__Passage for review__:

Maintenance and Diagnostics

Self-Improvement and Learning

The AI must refine its models over time, detect errors, and optimize performance.

Emergency Handling

Failure Recovery and Adaptability

AI needs contingency mechanisms to handle unexpected issues and correct itself.


An agentic AI system might not be as complicated an endeavor as Artificial General Intelligence (AGI), but it still is plenty complicated, involving a platform that integrates any number of capabilities including reasoning and problem solving; learning and adaptation; communication and understanding; perception; decision-making and planning; memory and knowledge management; goal setting; self-monitoring and reflection; human interaction; creativity; autonomy; security and adaptability. 


As you would guess, each of these capabilities is embodied in different platforms or systems. 

Reasoning and Problem-Solving:

  • Deductive Reasoning: Prolog, Expert Systems like CLIPS

  •  Inductive Reasoning: Decision Trees, Bayesian Networks (e.g., Bayes Net Toolbox for MATLAB).

  • Abductive Reasoning: Systems like Sherlock (a framework for abductive reasoning).

  • Problem Decomposition: Planning systems like PDDL (Planning Domain Definition Language) used by planners like Fast Downward or LAMA


Learning and Adaptation:

  • Supervised Learning: TensorFlow, PyTorch for training models like CNNs, RNNs.

  • Unsupervised Learning: Autoencoders, K-means clustering implemented in scikit-learn.

  • Reinforcement Learning: OpenAI's Gym, DeepMind's MuJoCo, or libraries like Stable Baselines3


Communication and Understanding:

  • Large Language Models (LLMs): Hugging Face's Transformers with models like BERT, GPT-3, or custom implementations like those from xAI.

  • Transformers: Libraries like Hugging Face Transformers or Microsoft's DeepSpeed


Perception:

  • Image Recognition: OpenCV for basic operations, TensorFlow or PyTorch for CNNs like ResNet, YOLO for real-time object detection.

  • Speech Recognition: Kaldi, Mozilla's DeepSpeech, or cloud APIs like Google Cloud Speech-to-Text.

  • Sensor Integration: ROS (Robot Operating System) for robotics, or custom IoT frameworks for sensor data integration


Decision Making and Planning:

  • Rule-Based Systems: Drools, Jess for Java, or custom Python rule engines.

  • Neural Networks: Keras, TensorFlow, PyTorch for implementing various neural network architectures


Memory and Knowledge Management:

  • Short and Long-Term Memory: Implementations of LSTM or GRU in neural network libraries for memory, or dedicated systems like MemN2N (Memory Networks).

  • Knowledge Graphs: Neo4j for graph databases, or RDF systems like Apache Jena for semantic web applications.

__Activity list__:
**A)** Transcribe the passage on agentic AI capabilities, starting with "Self-Improvement and Learning" and going on through "security and adaptability.".
**B)** Continue the article on agentic AI tools and platforms from the point where it stops.

__Data for analysis__:
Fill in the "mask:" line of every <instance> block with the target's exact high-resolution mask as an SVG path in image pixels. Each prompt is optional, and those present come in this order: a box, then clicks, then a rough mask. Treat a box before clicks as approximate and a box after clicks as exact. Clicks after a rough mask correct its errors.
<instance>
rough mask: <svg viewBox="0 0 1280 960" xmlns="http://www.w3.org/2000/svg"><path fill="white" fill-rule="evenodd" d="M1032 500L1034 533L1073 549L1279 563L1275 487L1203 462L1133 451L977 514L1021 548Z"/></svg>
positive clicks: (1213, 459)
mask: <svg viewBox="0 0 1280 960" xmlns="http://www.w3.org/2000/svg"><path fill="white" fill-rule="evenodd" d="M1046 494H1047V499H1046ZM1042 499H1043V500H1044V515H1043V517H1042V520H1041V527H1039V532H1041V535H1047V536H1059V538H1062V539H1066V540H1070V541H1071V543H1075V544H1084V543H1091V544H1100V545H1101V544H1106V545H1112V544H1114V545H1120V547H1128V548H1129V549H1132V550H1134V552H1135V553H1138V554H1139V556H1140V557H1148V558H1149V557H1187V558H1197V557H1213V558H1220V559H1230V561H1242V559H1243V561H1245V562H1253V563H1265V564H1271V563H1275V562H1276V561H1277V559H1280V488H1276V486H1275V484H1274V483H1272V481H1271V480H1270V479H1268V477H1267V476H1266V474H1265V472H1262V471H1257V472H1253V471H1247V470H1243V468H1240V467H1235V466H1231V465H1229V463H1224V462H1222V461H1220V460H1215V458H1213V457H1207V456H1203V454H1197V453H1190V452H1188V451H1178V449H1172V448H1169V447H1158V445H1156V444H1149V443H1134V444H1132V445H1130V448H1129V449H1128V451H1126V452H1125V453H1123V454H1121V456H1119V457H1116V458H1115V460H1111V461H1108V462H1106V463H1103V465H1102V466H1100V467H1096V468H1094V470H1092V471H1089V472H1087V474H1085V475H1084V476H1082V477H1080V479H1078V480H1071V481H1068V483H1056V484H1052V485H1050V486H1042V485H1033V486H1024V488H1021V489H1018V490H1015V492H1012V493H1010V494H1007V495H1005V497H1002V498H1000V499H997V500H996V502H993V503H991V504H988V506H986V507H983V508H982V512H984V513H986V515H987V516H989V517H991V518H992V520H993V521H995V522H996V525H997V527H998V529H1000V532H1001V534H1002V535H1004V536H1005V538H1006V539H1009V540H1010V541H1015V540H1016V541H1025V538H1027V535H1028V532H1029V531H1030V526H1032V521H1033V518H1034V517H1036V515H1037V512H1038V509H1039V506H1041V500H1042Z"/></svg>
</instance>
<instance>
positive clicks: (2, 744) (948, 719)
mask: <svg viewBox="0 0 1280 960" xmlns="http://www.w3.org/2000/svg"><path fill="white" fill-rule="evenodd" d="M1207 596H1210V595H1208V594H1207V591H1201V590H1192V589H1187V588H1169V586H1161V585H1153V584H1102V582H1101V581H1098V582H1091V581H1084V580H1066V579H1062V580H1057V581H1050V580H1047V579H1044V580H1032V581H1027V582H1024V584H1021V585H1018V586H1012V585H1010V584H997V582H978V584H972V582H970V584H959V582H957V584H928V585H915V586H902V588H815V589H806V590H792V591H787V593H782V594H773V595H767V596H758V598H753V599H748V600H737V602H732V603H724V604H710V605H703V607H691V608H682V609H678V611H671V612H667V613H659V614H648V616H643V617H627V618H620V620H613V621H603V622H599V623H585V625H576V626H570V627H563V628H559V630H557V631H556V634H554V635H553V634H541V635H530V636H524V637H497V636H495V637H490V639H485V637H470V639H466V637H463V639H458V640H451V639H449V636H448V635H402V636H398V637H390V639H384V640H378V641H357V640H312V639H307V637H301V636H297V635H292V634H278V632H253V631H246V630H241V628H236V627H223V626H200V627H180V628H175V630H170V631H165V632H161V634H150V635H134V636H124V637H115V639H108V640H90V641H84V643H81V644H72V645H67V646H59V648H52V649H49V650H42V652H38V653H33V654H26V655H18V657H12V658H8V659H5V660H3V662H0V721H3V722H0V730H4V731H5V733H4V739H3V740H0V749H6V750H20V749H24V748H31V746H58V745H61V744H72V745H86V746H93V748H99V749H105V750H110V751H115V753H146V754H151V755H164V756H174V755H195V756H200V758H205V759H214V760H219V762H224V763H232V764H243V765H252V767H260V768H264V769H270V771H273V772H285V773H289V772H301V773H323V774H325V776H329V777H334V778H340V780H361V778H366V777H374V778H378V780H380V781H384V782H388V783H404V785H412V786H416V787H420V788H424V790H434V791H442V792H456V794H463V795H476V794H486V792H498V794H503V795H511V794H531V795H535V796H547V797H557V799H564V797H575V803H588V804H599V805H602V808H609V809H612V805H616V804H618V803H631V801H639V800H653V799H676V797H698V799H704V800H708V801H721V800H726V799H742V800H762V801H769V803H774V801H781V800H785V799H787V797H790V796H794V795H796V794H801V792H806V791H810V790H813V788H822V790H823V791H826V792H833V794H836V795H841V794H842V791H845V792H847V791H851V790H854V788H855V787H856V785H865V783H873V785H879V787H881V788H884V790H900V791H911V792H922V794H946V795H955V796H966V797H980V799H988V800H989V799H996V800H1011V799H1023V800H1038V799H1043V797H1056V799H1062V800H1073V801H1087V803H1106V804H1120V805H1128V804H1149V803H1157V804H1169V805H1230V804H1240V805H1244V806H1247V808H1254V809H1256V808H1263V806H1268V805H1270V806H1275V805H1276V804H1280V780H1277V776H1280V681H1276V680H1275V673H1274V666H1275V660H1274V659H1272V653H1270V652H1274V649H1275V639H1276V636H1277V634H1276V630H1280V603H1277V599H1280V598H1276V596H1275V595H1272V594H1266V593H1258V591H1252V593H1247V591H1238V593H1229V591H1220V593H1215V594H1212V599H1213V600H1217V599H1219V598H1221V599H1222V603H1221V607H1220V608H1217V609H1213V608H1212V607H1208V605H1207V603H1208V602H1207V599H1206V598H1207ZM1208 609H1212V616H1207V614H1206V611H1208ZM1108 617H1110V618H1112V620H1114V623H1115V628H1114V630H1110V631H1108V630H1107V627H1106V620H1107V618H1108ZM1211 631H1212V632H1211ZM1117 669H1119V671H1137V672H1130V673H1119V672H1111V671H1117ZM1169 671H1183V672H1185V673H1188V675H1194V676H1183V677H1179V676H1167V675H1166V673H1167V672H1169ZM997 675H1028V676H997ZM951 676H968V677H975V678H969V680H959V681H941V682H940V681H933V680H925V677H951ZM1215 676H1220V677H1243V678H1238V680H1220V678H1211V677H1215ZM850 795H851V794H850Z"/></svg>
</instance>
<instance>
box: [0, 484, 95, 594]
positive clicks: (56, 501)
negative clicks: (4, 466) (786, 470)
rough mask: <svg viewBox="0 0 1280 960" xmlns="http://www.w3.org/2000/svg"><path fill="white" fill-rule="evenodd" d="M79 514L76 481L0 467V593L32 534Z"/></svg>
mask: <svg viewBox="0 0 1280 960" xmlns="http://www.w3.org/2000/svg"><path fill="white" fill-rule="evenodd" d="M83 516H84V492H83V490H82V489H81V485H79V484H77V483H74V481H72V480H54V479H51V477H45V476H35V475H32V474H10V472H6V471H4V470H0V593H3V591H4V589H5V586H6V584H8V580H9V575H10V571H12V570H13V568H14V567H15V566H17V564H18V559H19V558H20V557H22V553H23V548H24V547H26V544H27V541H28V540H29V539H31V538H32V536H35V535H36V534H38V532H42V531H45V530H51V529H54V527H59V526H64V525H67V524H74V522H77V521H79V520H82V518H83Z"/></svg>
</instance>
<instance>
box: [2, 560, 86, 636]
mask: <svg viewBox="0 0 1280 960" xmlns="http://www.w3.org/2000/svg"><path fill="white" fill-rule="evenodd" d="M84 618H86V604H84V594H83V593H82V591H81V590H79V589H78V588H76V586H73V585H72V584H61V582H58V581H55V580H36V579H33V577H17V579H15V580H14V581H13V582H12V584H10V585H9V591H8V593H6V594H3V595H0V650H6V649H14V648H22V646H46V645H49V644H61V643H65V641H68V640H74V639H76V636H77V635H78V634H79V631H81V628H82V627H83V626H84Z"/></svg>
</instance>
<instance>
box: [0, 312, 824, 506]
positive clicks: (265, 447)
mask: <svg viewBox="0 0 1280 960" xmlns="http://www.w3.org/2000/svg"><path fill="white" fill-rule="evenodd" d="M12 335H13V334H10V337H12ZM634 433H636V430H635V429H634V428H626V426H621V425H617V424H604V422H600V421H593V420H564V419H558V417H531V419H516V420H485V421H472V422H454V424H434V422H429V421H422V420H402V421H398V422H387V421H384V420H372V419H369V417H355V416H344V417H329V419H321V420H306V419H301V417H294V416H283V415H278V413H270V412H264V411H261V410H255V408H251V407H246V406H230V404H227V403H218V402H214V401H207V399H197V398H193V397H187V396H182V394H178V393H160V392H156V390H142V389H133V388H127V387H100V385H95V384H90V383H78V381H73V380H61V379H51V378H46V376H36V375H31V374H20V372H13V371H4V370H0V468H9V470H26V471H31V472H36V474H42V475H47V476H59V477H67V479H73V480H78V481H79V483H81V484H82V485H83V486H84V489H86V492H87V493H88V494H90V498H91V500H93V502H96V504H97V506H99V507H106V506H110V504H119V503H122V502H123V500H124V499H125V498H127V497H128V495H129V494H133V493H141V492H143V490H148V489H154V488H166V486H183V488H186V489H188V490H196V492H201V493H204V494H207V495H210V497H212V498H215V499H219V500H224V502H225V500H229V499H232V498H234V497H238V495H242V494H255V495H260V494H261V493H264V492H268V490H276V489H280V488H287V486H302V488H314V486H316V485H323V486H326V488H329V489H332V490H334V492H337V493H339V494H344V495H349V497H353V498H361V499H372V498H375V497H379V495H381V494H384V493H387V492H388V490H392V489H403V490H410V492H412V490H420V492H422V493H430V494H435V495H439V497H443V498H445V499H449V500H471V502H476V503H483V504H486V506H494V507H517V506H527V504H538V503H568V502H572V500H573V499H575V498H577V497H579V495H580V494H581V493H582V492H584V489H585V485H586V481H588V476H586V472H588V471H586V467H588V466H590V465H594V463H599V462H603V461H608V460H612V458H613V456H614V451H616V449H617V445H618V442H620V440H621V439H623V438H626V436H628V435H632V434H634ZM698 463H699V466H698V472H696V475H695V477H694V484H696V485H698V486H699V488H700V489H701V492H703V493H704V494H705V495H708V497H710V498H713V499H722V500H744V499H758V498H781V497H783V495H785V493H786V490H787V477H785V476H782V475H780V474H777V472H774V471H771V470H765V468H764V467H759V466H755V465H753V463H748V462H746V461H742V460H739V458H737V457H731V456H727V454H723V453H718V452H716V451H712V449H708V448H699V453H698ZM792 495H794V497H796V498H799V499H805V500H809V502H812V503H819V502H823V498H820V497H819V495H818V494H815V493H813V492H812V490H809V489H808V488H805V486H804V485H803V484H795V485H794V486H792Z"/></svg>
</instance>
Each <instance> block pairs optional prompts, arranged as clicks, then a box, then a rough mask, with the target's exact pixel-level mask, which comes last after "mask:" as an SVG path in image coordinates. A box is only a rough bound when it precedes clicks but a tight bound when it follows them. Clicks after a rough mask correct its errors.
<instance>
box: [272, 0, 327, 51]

__Answers for this exercise__:
**A)**
Self-Improvement and Learning

The AI must refine its models over time, detect errors, and optimize performance.

Emergency Handling

Failure Recovery and Adaptability

AI needs contingency mechanisms to handle unexpected issues and correct itself.


An agentic AI system might not be as complicated an endeavor as Artificial General Intelligence (AGI), but it still is plenty complicated, involving a platform that integrates any number of capabilities including reasoning and problem solving; learning and adaptation; communication and understanding; perception; decision-making and planning; memory and knowledge management; goal setting; self-monitoring and reflection; human interaction; creativity; autonomy; security and adaptability.

**B)**
Also required: 

  • Goal Setting and Management: Custom implementations, or frameworks like BDI (Belief-Desire-Intention) agent architectures.

  • Ethical Decision Making: Not standardized but could involve rule engines with ethical guidelines or AI fairness toolkits like Fairlearn.

  • Self-Monitoring and Reflection: Could involve meta-learning frameworks or custom solutions using reinforcement learning for self-improvement.

  • Interaction with Humans and Other Systems: Dialog systems like Rasa or Microsoft Bot Framework, or APIs for system integration.

  • Creativity and Innovation: Generative Adversarial Networks (GANs) using TensorFlow or PyTorch, or systems like DALL-E for image generation.

  • Autonomy in Execution: Custom agents using frameworks like JADE (Java Agent DEvelopment Framework) or integrating with IoT platforms for physical actions.

  • Security and Privacy: Cryptographic libraries like OpenSSL, or frameworks ensuring differential privacy like TensorFlow Privacy.

  • Adaptability to New Environments or Tasks: Meta-learning approaches like MAML (Model-Agnostic Meta-Learning) or transfer learning capabilities in deep learning frameworks.

  • Reasoning and Problem-Solving:

  • Deductive Reasoning: For logical conclusions from known premises.

  • Inductive Reasoning: To infer general rules from specific instances.

  • Abductive Reasoning: For forming hypotheses from incomplete data.

  • Problem Decomposition: Ability to break down complex problems into manageable parts.


The point is that for all the legitimate attention now paid to large language models (generative AI), that field is but one among many that would have to be assembled and orchestrated to create agentic AI.